(Datensätze aus einer Sammlung)
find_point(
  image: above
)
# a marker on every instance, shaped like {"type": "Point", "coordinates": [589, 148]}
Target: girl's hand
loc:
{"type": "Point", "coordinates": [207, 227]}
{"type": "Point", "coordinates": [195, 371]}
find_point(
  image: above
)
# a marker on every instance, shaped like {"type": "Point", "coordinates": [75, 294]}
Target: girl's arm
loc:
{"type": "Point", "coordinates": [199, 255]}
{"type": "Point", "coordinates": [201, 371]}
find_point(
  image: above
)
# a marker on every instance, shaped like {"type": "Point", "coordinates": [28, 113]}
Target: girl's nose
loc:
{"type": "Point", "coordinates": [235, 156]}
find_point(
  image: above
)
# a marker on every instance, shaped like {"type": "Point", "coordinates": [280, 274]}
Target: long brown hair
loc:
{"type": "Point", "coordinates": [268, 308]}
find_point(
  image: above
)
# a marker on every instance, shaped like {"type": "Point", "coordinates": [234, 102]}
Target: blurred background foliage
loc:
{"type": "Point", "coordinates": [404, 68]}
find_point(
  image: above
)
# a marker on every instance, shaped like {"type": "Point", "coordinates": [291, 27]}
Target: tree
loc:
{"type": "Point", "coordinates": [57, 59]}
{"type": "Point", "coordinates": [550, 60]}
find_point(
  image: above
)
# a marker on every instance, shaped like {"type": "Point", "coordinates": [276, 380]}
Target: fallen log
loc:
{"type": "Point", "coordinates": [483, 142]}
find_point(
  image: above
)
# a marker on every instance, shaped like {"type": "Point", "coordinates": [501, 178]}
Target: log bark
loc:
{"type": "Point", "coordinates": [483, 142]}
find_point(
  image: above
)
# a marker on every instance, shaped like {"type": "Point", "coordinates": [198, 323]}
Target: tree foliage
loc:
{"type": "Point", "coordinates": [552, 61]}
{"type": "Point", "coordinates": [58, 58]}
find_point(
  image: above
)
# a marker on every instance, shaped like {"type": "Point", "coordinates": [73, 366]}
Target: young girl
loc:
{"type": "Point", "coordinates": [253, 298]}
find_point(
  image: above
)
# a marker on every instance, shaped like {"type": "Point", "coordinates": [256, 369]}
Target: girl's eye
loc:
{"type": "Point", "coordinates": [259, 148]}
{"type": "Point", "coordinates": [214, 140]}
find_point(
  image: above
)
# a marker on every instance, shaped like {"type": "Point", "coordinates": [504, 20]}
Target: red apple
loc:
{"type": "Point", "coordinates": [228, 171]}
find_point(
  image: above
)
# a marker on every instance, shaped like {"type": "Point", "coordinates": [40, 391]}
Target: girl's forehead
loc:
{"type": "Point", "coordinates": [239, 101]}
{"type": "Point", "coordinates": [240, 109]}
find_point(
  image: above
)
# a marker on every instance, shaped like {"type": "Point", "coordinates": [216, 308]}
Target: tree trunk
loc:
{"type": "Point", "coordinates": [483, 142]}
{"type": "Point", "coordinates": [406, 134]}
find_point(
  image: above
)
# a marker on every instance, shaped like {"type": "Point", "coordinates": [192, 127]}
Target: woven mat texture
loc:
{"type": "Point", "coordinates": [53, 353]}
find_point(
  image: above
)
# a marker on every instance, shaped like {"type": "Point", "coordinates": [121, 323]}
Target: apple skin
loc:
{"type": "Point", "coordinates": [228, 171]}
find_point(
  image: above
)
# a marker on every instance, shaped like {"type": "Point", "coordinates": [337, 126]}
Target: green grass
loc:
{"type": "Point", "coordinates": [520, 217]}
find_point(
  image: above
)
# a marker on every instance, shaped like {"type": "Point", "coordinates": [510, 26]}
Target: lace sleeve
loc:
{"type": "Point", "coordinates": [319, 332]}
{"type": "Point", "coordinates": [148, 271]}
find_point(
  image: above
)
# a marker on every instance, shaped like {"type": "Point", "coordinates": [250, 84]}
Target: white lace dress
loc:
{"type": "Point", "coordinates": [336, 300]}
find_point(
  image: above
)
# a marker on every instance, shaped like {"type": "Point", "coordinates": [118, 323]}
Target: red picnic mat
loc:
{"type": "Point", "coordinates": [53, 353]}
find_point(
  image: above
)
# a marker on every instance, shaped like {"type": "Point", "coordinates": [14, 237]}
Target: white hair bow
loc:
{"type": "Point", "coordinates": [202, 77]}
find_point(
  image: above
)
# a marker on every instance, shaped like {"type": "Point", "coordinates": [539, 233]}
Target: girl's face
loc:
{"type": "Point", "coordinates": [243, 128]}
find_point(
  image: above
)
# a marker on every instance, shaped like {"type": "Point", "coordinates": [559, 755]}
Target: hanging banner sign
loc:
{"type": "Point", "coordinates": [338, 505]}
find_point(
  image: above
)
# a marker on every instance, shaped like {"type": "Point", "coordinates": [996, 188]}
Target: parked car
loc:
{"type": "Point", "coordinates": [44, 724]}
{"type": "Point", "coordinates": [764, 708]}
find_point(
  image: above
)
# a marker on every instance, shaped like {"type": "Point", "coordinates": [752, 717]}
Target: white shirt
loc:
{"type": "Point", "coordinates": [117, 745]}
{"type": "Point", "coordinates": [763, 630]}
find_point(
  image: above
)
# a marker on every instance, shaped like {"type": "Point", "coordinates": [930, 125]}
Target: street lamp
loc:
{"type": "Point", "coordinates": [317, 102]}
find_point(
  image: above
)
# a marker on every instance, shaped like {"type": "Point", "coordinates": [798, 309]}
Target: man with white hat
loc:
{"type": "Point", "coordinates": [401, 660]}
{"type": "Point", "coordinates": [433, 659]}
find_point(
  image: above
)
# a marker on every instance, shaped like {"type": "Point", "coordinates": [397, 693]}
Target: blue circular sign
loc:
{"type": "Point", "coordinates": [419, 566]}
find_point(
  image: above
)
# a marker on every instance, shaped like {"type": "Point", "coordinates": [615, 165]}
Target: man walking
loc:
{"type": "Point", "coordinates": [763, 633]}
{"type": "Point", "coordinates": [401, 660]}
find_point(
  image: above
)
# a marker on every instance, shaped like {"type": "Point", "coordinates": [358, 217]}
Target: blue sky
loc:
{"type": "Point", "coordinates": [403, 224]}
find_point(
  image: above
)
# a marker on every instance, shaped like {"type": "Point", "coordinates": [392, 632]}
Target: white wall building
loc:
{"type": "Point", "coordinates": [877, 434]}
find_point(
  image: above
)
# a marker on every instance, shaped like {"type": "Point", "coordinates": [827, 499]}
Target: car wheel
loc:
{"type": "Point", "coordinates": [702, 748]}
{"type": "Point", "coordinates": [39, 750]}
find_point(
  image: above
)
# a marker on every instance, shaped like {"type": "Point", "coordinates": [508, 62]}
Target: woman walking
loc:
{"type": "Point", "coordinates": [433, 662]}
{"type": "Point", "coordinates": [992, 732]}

#### AUSZUFÜHRENDE AUFGABE:
Zieh bitte jede Zeile der Datensätze heraus, die die Zeichenfolge „lace“ enthält. Groß- und Kleinschreibung ist dabei zu beachten.

#### ANTWORT ZUR AUFGABE:
Target: lace sleeve
Target: white lace dress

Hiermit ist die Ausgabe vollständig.